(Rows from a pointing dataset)
:::::

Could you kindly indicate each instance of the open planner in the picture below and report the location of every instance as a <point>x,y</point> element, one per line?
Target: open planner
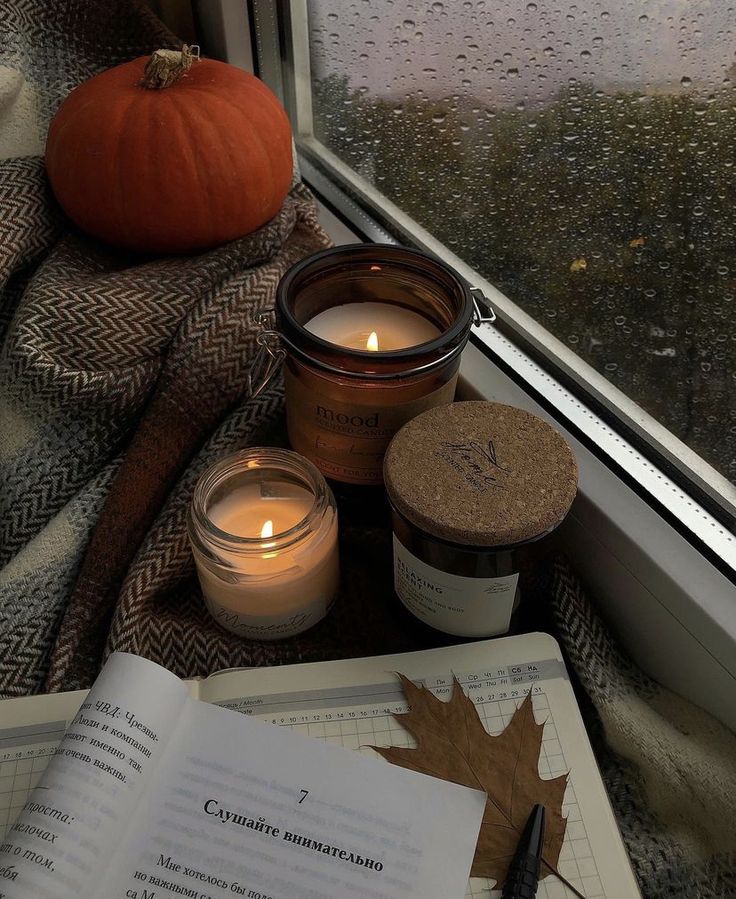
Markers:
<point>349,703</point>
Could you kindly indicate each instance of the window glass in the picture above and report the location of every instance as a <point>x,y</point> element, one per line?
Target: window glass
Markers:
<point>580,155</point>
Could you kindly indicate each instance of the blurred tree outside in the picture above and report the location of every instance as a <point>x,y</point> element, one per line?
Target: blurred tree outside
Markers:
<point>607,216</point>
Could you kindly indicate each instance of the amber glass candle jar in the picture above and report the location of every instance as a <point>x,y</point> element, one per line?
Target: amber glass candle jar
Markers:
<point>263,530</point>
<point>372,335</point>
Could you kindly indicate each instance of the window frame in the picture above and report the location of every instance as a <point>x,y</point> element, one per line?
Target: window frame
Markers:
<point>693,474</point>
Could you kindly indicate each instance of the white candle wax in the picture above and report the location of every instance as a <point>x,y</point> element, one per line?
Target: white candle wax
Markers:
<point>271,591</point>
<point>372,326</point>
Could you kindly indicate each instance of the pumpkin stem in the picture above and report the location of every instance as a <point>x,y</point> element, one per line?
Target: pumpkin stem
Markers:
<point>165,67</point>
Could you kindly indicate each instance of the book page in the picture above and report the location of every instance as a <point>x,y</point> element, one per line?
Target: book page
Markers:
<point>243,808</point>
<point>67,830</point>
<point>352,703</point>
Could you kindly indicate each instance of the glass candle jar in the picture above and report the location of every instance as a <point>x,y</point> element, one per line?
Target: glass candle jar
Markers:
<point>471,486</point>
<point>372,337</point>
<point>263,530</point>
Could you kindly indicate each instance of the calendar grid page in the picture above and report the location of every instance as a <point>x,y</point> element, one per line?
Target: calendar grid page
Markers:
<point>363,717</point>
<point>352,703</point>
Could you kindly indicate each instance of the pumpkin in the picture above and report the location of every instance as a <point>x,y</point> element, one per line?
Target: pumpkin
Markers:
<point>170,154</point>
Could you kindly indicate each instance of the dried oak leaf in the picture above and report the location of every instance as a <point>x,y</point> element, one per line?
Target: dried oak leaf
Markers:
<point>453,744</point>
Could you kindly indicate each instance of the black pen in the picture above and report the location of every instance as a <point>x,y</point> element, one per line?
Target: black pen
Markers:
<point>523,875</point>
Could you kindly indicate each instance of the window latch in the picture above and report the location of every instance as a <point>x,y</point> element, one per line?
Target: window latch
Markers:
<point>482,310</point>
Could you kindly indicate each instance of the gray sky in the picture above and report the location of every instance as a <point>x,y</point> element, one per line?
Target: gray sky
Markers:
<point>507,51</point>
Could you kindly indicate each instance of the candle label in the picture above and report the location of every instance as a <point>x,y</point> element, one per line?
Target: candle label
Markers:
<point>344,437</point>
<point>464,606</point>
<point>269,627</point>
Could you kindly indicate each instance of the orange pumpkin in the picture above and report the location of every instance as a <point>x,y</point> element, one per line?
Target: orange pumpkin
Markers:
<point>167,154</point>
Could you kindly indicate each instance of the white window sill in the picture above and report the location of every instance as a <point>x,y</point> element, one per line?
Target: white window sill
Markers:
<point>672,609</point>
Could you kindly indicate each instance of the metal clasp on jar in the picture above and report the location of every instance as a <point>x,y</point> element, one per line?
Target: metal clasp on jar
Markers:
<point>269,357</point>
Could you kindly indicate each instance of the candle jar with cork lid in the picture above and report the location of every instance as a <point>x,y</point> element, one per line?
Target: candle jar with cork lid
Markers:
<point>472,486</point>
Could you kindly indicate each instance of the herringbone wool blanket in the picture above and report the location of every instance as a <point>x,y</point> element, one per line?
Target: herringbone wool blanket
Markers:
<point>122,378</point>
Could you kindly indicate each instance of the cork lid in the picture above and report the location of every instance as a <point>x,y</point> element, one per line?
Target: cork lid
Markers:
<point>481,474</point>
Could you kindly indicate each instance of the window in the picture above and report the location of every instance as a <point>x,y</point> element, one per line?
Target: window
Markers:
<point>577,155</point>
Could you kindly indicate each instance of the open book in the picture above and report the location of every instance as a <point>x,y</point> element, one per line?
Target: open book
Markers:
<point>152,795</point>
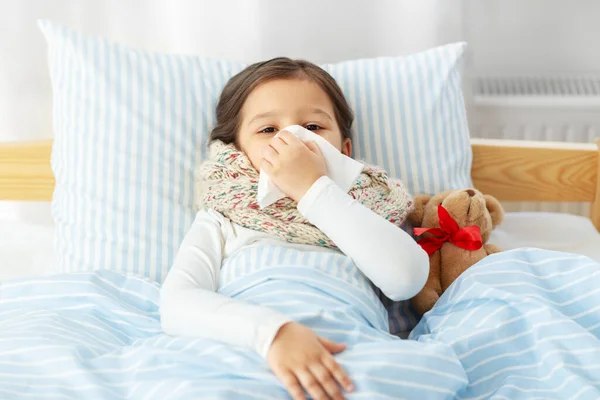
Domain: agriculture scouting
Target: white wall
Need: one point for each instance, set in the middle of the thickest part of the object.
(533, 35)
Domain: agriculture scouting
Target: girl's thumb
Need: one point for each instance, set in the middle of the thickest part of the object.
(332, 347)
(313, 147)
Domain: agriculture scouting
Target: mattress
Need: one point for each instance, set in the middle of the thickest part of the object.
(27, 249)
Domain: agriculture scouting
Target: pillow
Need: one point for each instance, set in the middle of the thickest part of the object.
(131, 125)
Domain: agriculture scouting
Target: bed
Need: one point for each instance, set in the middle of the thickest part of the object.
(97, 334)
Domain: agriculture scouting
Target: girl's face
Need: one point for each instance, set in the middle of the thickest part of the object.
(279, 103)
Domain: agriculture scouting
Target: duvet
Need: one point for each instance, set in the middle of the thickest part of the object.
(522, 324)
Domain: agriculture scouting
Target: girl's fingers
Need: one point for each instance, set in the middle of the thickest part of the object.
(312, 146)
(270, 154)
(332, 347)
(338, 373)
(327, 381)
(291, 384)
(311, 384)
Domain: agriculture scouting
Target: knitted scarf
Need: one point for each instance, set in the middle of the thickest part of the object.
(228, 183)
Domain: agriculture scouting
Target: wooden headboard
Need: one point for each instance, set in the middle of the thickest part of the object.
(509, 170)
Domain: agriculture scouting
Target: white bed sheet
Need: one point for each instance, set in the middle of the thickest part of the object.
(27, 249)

:::::

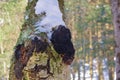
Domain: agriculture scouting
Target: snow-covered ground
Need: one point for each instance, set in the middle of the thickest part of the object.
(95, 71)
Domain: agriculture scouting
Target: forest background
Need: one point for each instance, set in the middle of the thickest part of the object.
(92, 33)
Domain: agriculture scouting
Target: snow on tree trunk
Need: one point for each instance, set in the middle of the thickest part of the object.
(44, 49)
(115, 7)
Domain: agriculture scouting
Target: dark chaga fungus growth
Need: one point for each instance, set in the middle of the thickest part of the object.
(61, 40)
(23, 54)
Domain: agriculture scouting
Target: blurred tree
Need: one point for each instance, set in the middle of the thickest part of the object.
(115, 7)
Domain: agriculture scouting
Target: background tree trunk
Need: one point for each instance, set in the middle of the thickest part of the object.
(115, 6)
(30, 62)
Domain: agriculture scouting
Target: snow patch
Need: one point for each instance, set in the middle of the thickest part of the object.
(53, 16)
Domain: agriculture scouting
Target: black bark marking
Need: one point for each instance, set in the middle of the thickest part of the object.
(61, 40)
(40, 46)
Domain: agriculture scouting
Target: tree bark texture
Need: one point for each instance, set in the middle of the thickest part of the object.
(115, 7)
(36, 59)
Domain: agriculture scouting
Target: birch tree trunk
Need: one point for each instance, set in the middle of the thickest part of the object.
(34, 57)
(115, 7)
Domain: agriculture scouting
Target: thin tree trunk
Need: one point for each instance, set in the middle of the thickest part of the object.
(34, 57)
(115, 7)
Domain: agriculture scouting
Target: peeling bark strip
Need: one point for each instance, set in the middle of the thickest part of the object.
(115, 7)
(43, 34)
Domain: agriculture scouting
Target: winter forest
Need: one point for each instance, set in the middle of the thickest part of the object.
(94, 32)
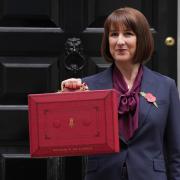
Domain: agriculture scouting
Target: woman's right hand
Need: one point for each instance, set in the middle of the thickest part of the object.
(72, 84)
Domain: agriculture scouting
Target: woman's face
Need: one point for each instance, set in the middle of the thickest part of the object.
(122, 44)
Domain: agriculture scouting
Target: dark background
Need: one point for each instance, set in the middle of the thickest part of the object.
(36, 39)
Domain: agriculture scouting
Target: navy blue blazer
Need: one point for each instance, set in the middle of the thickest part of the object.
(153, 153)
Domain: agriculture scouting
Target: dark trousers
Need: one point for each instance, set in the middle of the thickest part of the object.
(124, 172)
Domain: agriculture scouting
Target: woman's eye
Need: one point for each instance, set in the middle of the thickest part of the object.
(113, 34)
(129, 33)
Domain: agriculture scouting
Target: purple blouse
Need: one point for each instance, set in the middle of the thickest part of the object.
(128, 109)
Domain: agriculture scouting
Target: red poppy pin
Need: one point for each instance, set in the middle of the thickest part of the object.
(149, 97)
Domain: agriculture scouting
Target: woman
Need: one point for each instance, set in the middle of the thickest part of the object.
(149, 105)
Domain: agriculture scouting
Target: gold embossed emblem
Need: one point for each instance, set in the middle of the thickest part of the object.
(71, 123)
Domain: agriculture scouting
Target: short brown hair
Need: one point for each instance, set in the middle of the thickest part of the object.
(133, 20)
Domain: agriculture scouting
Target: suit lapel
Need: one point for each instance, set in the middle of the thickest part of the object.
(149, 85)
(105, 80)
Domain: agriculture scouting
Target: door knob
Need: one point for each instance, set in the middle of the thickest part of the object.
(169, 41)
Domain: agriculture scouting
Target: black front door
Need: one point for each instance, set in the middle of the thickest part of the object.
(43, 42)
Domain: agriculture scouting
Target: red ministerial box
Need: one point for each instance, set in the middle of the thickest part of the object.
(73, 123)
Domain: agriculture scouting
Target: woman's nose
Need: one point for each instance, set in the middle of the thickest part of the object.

:::::

Problem to solve ▸ Edit everything from the line containing "Could you kindly indicate each instance of the orange" down to the line containing "<point>167,154</point>", putting "carved pumpkin" wherever "orange pumpkin" appears and leaving the rest unchanged.

Solution to this task ▸
Could you kindly indicate each instance of the carved pumpkin in the picture above and report the location of every instance as a <point>x,y</point> element, one per line?
Target: carved pumpkin
Markers:
<point>167,154</point>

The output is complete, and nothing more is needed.